TRECHO SELECIONADO |
════════════════════

Alicante Bouschet. Uma criação que tem a mão de duas gerações de viniculturista, pai e filho. O filho, Henri Bouschet cruzou a Garnacha com a uva Petite Bouschet´(esta criada pelo pai em 1824) na França em 1866. A idéia era chegar numa uva que aportasse cor, estrutura e fosse de maturação rápida para agregar à uva Aramon popular na região lá pelo século 19, mas um pouco rala. Apesar de algum sucesso inicial, esta casta não emplacou na França, porém se deu muito bem em Portugal, especialmente no Alentejo, e na Espanha onde é conhecida como Garnacha Tintoreira pelo aporte de cor que dá aos vinhos. Uva que tradicionalmente gera vinhos de taninos potentes e cor escura que precisam de tempo para mostrar todo seu potencial na taça.

Arinarnoa – Criada na França por Pierre Marcel Durquety em 1956 no sudeste francês com o norte de Espanha (região Basca) é uma casta bastante recente que até pouco tempo atrás se achava fosse um cruzamento de Merlot com Petit Verdot conforme aparece, inclusive, no bom Valduga Identidade Arinarnoa. Na verdade, as uvas que originam esta casta são a Tannat e a Cabernet Sauvignon e se nota bem sua origem; cor escura, taninos marcantes, frutos negros com algumas notas herbáceas. A busca era por uma uva que fosse bem resistente no campo e vigorosa para se adaptar fácil a colheita mecânica. Algo presente no Languedoc-Roussilon, Libano, EUA (Arizona), Uruguai, Argentina e Brasil, mas sempre com produções relativamente pequenas.

════════════════════

TAREFAS A REALIZAR |
[a] Resuma o trecho sobre castas de uva em duas frases.
[b] Repita sem alterações o trecho sobre castas de uva desde "Arinarnoa – Criada" até "produções relativamente pequenas.", incluindo essas palavras.
[c] Traduza para o inglês esta frase do trecho sobre castas de uva: "A busca era por uma uva que fosse bem resistente no campo e vigorosa para se adaptar fácil a colheita mecânica."

DADOS DE ENTRADA |
════════════════════

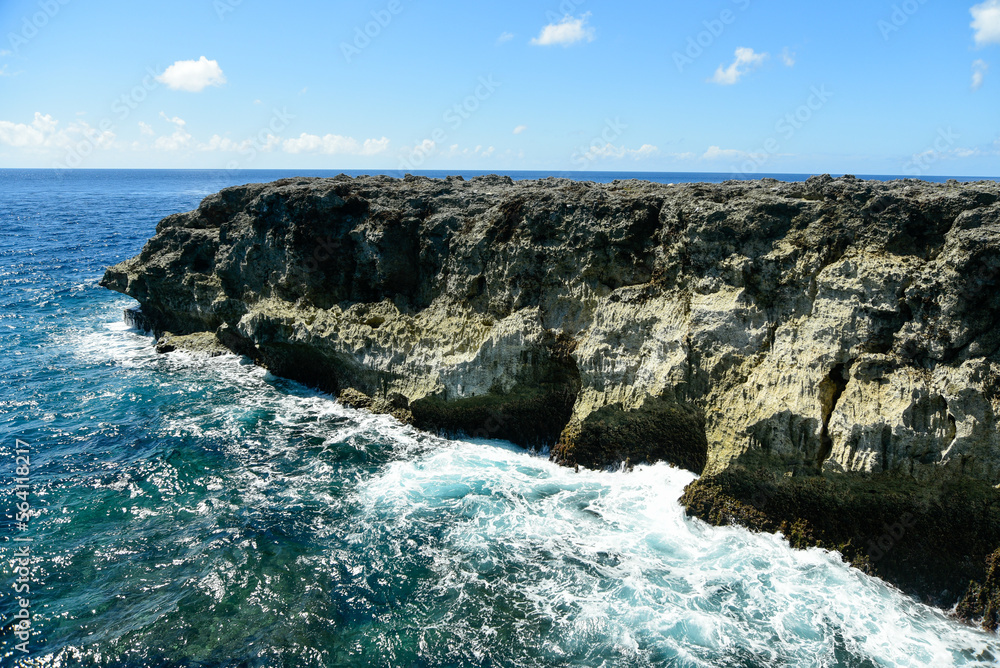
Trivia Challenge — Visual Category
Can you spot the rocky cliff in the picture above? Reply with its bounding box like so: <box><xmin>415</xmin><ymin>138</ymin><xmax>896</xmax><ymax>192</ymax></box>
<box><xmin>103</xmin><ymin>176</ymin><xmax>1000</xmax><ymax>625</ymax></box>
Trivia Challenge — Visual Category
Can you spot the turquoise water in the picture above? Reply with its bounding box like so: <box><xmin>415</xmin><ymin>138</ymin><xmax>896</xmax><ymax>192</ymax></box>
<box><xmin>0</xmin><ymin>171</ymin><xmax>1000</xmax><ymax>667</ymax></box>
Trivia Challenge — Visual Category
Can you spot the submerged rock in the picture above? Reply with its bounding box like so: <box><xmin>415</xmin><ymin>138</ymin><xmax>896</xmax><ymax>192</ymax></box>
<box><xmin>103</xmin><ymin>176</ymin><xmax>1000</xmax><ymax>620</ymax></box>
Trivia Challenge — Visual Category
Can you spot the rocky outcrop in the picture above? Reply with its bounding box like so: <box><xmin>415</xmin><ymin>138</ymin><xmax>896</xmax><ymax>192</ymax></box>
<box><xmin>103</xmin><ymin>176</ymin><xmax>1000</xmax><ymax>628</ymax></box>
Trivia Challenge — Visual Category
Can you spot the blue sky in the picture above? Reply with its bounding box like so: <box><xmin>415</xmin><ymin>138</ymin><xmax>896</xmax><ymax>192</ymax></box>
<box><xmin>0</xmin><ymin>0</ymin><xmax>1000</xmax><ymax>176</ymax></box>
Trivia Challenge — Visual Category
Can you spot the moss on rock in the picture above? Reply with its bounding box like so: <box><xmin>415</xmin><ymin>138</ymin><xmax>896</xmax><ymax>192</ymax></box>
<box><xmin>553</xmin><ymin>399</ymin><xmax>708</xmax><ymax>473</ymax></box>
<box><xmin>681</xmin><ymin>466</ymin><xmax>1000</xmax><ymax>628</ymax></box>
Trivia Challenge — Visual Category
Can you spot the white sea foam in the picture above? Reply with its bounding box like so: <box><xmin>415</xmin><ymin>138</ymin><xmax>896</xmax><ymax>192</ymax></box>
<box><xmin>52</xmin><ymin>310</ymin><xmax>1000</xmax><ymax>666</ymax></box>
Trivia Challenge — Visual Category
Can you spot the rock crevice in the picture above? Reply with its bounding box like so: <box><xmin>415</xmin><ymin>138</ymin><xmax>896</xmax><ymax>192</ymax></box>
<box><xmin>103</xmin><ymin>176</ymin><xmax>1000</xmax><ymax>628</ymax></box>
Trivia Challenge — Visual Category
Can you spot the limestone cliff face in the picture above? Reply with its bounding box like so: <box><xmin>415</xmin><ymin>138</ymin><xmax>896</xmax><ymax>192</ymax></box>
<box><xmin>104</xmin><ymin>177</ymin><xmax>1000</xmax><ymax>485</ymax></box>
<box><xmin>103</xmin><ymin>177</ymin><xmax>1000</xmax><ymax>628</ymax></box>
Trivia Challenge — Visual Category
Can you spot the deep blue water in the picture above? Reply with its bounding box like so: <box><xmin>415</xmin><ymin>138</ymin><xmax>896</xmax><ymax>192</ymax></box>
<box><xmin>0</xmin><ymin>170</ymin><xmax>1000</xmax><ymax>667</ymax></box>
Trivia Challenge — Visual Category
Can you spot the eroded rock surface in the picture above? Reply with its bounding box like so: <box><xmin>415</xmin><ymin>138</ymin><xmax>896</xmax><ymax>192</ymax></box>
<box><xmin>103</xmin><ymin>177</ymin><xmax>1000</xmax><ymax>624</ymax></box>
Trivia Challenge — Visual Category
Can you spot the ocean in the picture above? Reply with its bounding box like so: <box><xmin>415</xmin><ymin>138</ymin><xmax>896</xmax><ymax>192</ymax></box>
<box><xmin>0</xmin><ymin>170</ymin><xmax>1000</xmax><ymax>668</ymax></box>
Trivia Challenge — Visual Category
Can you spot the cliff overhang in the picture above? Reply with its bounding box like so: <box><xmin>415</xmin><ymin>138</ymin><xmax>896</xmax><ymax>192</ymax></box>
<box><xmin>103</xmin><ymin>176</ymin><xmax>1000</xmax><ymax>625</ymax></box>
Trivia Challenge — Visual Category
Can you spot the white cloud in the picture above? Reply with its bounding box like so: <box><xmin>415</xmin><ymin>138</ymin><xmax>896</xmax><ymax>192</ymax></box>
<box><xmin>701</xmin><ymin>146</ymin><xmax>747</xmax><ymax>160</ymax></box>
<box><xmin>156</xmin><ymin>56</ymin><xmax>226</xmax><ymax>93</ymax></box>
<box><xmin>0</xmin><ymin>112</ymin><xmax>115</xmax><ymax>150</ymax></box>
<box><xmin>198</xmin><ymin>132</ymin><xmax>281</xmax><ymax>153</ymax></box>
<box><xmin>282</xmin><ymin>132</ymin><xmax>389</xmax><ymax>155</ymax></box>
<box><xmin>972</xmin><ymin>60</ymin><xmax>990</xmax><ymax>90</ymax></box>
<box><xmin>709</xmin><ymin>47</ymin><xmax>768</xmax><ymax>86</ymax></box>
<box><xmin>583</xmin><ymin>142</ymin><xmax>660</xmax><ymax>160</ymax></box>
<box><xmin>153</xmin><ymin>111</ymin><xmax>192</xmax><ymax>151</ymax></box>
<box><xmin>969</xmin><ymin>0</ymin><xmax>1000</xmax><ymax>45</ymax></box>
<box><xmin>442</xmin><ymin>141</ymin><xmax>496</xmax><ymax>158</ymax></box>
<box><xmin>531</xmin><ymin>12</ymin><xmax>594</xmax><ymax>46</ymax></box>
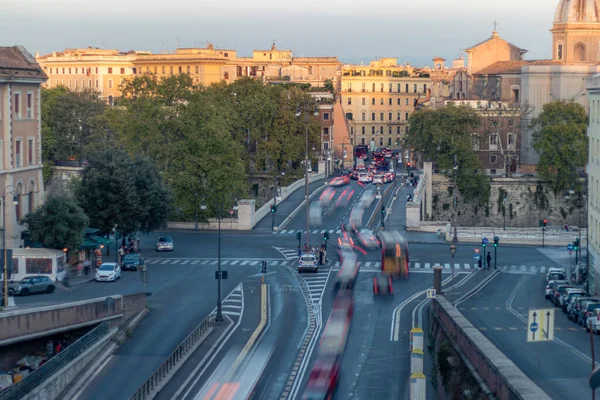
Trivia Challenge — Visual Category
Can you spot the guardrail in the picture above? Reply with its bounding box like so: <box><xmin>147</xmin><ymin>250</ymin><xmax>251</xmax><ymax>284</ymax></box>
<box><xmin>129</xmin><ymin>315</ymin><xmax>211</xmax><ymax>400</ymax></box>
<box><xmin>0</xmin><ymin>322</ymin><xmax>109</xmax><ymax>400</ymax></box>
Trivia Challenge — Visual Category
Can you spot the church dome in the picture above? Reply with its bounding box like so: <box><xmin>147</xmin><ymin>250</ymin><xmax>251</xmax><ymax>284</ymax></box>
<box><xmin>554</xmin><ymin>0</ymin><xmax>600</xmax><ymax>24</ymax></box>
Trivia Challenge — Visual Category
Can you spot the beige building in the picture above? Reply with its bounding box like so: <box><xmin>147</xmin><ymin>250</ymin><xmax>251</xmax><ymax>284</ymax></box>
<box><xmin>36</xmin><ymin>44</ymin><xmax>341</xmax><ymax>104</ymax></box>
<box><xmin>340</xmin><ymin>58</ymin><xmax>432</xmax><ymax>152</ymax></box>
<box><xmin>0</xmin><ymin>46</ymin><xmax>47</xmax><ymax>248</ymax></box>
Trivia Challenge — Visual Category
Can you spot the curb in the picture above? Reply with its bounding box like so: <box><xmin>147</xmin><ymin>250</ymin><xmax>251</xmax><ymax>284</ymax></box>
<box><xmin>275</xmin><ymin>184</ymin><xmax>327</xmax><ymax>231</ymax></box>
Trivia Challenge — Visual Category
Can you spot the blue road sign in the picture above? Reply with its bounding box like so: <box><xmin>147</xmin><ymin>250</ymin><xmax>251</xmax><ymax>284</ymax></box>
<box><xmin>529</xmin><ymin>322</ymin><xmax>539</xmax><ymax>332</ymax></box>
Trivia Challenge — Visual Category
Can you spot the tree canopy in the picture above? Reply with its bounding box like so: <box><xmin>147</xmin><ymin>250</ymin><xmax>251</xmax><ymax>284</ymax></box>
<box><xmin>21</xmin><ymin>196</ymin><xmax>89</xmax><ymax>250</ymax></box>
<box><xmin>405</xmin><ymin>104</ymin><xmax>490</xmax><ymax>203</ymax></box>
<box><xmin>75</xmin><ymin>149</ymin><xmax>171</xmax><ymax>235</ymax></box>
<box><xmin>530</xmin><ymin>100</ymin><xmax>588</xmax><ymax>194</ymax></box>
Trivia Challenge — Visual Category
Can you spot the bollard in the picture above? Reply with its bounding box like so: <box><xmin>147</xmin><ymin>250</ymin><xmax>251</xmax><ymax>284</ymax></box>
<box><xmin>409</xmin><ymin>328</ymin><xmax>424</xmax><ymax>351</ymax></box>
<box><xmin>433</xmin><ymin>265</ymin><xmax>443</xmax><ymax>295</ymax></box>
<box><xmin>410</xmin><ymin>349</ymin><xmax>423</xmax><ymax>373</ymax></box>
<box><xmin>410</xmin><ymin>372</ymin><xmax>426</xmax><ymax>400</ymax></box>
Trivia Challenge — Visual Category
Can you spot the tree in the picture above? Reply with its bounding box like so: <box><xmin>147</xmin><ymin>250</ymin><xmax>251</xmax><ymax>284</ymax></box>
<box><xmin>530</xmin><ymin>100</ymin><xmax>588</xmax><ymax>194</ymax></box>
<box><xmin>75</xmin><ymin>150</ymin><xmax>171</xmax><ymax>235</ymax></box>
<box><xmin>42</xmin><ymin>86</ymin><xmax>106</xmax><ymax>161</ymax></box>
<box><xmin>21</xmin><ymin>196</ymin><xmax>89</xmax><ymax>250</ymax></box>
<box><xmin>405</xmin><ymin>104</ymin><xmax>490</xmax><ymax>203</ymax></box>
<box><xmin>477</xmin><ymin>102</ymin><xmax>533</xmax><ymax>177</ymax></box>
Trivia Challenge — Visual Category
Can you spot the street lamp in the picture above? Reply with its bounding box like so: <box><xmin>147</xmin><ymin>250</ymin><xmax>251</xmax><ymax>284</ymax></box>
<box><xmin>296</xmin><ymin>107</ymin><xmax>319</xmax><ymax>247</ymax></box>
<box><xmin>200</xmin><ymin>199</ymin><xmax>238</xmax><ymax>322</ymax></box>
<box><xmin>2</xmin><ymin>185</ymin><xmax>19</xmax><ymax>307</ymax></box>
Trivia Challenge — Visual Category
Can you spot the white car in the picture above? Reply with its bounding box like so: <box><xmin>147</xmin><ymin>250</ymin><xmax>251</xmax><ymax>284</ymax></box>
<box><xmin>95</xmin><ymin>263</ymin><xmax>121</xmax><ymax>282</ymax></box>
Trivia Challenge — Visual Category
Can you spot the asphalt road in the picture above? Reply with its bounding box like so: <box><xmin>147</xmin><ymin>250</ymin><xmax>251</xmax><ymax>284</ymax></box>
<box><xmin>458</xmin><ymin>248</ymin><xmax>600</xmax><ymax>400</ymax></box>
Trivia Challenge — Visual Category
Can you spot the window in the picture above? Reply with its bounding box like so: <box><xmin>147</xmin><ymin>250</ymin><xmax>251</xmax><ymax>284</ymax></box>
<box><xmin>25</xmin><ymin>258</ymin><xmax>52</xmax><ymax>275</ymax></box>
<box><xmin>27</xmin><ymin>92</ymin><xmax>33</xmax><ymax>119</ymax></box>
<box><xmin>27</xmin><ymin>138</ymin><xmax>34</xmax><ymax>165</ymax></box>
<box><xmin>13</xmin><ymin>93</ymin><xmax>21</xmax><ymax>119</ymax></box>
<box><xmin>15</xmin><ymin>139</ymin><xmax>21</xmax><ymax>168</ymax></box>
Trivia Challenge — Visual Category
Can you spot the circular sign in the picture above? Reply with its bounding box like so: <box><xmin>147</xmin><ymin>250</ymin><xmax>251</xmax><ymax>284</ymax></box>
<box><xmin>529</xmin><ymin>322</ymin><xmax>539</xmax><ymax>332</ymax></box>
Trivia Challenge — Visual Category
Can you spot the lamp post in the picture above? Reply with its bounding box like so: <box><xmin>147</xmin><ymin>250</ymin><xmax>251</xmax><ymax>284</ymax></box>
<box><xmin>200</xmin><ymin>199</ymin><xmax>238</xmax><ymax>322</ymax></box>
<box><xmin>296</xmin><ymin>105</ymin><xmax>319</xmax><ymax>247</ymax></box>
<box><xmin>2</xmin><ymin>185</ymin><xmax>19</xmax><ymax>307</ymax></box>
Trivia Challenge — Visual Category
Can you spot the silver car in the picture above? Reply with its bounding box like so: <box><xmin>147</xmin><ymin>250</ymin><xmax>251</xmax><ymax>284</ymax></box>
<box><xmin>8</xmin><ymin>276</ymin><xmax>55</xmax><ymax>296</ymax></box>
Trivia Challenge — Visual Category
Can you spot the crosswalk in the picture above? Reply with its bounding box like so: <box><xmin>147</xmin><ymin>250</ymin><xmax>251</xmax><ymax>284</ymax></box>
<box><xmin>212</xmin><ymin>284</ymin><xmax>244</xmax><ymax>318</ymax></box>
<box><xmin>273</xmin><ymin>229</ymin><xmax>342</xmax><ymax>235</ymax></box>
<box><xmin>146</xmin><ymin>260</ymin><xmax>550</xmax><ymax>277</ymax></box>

════════════════════

LISTA DE RESPOSTAS |
[a] A Alicante Bouschet foi criada na França em 1866 por Henri Bouschet, que cruzou a Garnacha com a Petite Bouschet; não emplacou na França, mas deu-se muito bem em Portugal e na Espanha, e tradicionalmente gera vinhos de taninos potentes e cor escura. A Arinarnoa, criada na França por Pierre Marcel Durquety em 1956, tem origem na Tannat e na Cabernet Sauvignon e resultou da busca por uma uva resistente e vigorosa, fácil de adaptar à colheita mecânica.

[b]
Arinarnoa – Criada na França por Pierre Marcel Durquety em 1956 no sudeste francês com o norte de Espanha (região Basca) é uma casta bastante recente que até pouco tempo atrás se achava fosse um cruzamento de Merlot com Petit Verdot conforme aparece, inclusive, no bom Valduga Identidade Arinarnoa. Na verdade, as uvas que originam esta casta são a Tannat e a Cabernet Sauvignon e se nota bem sua origem; cor escura, taninos marcantes, frutos negros com algumas notas herbáceas. A busca era por uma uva que fosse bem resistente no campo e vigorosa para se adaptar fácil a colheita mecânica. Algo presente no Languedoc-Roussilon, Libano, EUA (Arizona), Uruguai, Argentina e Brasil, mas sempre com produções relativamente pequenas.

[c] The aim was a grape that would be very hardy in the field and vigorous enough to adapt easily to mechanical harvesting.